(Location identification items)
..............................
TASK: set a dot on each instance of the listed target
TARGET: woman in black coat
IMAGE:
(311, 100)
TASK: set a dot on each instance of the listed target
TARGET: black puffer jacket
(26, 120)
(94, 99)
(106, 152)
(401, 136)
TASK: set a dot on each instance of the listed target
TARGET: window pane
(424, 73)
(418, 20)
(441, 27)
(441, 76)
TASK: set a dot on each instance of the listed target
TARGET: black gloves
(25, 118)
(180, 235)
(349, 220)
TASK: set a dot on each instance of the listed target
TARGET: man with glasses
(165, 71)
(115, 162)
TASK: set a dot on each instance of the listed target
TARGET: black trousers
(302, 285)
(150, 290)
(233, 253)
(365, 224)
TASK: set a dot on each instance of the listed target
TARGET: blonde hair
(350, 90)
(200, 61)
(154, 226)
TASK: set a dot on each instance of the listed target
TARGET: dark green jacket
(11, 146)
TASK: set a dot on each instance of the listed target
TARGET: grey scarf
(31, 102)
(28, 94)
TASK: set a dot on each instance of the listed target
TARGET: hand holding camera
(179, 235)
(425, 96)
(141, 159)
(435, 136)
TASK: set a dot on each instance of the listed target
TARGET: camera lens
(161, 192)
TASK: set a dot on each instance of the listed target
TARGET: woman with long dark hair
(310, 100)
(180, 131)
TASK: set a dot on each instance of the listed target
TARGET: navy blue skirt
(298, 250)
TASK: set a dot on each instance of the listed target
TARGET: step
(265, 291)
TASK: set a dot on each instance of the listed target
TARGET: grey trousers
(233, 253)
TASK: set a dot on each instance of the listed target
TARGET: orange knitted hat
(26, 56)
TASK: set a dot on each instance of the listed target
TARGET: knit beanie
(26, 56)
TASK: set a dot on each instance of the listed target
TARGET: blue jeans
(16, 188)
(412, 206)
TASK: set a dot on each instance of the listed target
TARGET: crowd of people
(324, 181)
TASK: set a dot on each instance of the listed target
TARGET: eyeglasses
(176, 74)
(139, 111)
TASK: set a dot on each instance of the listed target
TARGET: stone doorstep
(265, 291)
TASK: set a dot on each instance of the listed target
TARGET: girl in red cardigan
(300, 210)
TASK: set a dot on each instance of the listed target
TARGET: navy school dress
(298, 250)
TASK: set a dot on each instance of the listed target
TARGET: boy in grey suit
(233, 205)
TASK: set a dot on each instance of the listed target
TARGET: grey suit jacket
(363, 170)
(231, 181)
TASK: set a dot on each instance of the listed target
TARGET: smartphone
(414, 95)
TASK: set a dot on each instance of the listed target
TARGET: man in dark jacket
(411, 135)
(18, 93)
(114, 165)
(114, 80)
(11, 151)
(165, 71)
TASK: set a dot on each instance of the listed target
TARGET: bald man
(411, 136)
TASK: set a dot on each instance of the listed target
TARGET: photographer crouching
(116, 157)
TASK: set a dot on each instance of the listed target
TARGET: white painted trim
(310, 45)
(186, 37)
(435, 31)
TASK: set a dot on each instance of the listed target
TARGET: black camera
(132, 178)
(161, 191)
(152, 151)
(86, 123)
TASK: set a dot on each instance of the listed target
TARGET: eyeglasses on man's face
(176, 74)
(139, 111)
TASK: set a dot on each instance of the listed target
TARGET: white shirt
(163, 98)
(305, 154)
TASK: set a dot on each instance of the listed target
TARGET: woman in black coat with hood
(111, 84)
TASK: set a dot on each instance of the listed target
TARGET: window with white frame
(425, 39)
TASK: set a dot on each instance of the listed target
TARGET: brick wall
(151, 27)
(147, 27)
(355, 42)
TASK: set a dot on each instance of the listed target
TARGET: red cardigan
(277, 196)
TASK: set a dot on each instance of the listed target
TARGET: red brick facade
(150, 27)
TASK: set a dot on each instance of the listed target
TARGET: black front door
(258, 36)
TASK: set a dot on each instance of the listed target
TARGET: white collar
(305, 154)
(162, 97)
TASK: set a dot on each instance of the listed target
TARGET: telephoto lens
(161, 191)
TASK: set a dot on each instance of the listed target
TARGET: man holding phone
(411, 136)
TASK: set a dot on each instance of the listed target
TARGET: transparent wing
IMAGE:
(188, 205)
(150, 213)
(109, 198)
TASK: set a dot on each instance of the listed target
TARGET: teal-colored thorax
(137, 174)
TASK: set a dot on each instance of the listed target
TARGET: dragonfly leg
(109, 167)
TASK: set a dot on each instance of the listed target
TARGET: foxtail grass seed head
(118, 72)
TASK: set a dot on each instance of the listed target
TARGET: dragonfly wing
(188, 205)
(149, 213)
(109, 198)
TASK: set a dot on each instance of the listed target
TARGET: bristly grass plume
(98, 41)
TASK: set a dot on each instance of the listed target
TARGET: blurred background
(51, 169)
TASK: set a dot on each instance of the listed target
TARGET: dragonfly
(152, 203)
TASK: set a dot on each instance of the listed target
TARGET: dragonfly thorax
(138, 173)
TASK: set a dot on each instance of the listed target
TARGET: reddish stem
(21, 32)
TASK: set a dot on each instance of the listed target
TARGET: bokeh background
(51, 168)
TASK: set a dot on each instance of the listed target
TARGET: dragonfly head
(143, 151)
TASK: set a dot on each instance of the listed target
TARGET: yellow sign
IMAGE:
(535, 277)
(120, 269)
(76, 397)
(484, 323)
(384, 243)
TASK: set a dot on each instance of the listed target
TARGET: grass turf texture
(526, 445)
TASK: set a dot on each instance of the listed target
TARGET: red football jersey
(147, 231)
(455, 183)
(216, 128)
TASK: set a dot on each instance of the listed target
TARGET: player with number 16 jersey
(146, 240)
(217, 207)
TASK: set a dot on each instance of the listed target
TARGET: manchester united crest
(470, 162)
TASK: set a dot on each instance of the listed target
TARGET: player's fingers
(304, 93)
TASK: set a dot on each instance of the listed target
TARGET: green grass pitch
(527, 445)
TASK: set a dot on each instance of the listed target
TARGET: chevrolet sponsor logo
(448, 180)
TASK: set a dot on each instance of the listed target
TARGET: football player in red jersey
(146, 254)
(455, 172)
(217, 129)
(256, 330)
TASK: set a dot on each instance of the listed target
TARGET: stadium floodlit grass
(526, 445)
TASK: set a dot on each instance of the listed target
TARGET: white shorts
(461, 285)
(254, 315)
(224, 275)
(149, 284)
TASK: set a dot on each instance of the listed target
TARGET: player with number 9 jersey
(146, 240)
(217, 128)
..............................
Word for word, quote all of the data above.

▸ Finished task:
TASK: set a dot on each instance of the listed target
TARGET: woman in black coat
IMAGE:
(311, 100)
TASK: set a dot on each instance of the listed target
TARGET: black puffer jacket
(26, 120)
(94, 99)
(106, 152)
(401, 136)
TASK: set a dot on each instance of the listed target
TARGET: window pane
(424, 73)
(418, 20)
(441, 27)
(441, 76)
TASK: set a dot on each instance of the listed target
TARGET: black gloves
(25, 118)
(180, 235)
(349, 220)
TASK: set a dot on each instance of the listed target
TARGET: man with glasses
(165, 71)
(115, 162)
TASK: set a dot on each instance of the listed target
TARGET: black trousers
(302, 285)
(150, 290)
(233, 253)
(365, 224)
TASK: set a dot on each instance of the listed target
TARGET: blonde hair
(350, 90)
(200, 61)
(154, 226)
TASK: set a dot on each instance of the listed target
TARGET: dark green jacket
(11, 146)
TASK: set a dot on each instance of the listed target
TARGET: grey scarf
(31, 102)
(28, 94)
TASK: set a dot on each instance of the listed target
TARGET: hand holding camera
(179, 235)
(425, 96)
(141, 159)
(435, 136)
TASK: set a dot on each instance of the listed target
TARGET: camera lens
(161, 192)
TASK: set a dot on each instance of the listed target
TARGET: woman with long dark hair
(310, 100)
(180, 131)
TASK: set a dot on each instance of the listed target
TARGET: navy blue skirt
(298, 250)
TASK: set a dot on each instance of the listed target
TARGET: step
(265, 291)
TASK: set a dot on each instance of the listed target
TARGET: grey trousers
(233, 253)
TASK: set a dot on each instance of the listed target
TARGET: orange knitted hat
(26, 56)
TASK: set a dot on each instance of the listed target
TARGET: knit beanie
(26, 56)
TASK: set a dot on each instance of the listed target
TARGET: blue jeans
(16, 188)
(412, 206)
TASK: set a dot on each instance of the listed target
TARGET: crowd of people
(324, 181)
TASK: set a dot on each instance of the listed target
TARGET: eyeglasses
(176, 74)
(139, 111)
TASK: set a dot on each instance of the listed target
TARGET: stone doorstep
(265, 291)
TASK: set a dot on each instance of the listed target
TARGET: girl in red cardigan
(300, 210)
TASK: set a dot on each instance of the listed target
TARGET: navy school dress
(298, 250)
TASK: set a dot on each instance of the listed target
TARGET: boy in grey suit
(233, 205)
TASK: set a dot on each instance of the listed target
TARGET: grey suit jacket
(363, 170)
(231, 181)
TASK: set a dot on each instance of the listed target
TARGET: smartphone
(414, 95)
TASK: set a dot on each instance of the listed target
TARGET: man in dark jacket
(411, 135)
(18, 93)
(114, 165)
(114, 80)
(11, 151)
(165, 71)
TASK: set a dot on each instance of the listed target
TARGET: bald man
(411, 136)
TASK: set a dot on each instance of the listed target
TARGET: photographer crouching
(116, 157)
TASK: set a dot on each instance of the listed target
TARGET: white painted trim
(310, 45)
(186, 37)
(435, 31)
TASK: set a dot on each instance of the listed target
TARGET: black camera
(132, 178)
(161, 191)
(152, 151)
(86, 123)
TASK: set a dot on each instance of the listed target
TARGET: eyeglasses on man's face
(176, 74)
(139, 111)
TASK: set a dot on each instance of the listed target
TARGET: white shirt
(163, 98)
(305, 154)
TASK: set a dot on each instance of the listed target
TARGET: woman in black coat with hood
(111, 84)
TASK: set a dot on each instance of the listed target
TARGET: window with white frame
(425, 39)
TASK: set a dot on each instance of the listed target
TARGET: brick wall
(151, 27)
(147, 27)
(355, 42)
TASK: set a dot on each instance of the listed target
TARGET: red cardigan
(277, 196)
TASK: set a dot on each instance of the listed target
TARGET: red brick facade
(150, 27)
TASK: set a dot on each instance of the listed target
TARGET: black front door
(258, 36)
TASK: set a dot on each instance of the listed target
TARGET: white collar
(305, 154)
(162, 97)
TASK: set a dot on each instance of the listed target
TARGET: telephoto lens
(161, 191)
TASK: set a dot on each instance of the listed target
TARGET: man holding phone
(411, 136)
TASK: set a dot on each instance of the listed target
TARGET: transparent wing
IMAGE:
(188, 205)
(150, 213)
(109, 198)
TASK: set a dot on each instance of the listed target
TARGET: teal-colored thorax
(137, 174)
TASK: set a dot on each instance of the listed target
TARGET: dragonfly leg
(109, 167)
TASK: set a dot on each instance of the listed target
TARGET: foxtail grass seed head
(118, 72)
TASK: set a dot on each instance of the listed target
TARGET: dragonfly wing
(188, 205)
(149, 213)
(109, 198)
TASK: set a dot on each instance of the listed target
TARGET: bristly grass plume
(98, 41)
TASK: set a dot on each instance of the listed target
TARGET: blurred background
(51, 169)
TASK: set a dot on each instance of the listed target
TARGET: dragonfly
(152, 203)
TASK: set a dot on each instance of the listed target
TARGET: dragonfly thorax
(138, 173)
TASK: set a dot on each instance of the listed target
TARGET: reddish stem
(21, 32)
TASK: set a dot on each instance of the listed target
TARGET: bokeh background
(51, 168)
TASK: set a dot on each instance of the listed target
TARGET: dragonfly head
(143, 151)
TASK: set a dot on each instance of the listed target
TARGET: yellow sign
IMAGE:
(535, 277)
(120, 269)
(76, 397)
(484, 323)
(384, 243)
TASK: set a dot on each instance of the listed target
TARGET: grass turf texture
(526, 445)
TASK: set a dot on each instance of the listed target
TARGET: red football jersey
(147, 231)
(455, 183)
(216, 128)
TASK: set a dot on each instance of the listed target
TARGET: player with number 16 jersey
(146, 240)
(217, 207)
TASK: set a dot on each instance of the listed target
TARGET: manchester united crest
(470, 162)
TASK: set a dot on each instance of the listed target
TARGET: player's fingers
(304, 93)
TASK: set a dot on each instance of the listed target
TARGET: green grass pitch
(527, 445)
TASK: set a dot on each instance of the listed target
TARGET: chevrolet sponsor logo
(448, 180)
TASK: set a dot on each instance of the listed target
TARGET: football player in red jersey
(146, 254)
(455, 172)
(217, 129)
(256, 330)
TASK: set a dot on each instance of the listed target
TARGET: stadium floodlit grass
(526, 445)
TASK: set a dot on each instance of the listed target
TARGET: white shorts
(461, 285)
(254, 315)
(224, 275)
(149, 284)
TASK: set a dot on each instance of the listed target
TARGET: player with number 9 jersey
(146, 240)
(217, 128)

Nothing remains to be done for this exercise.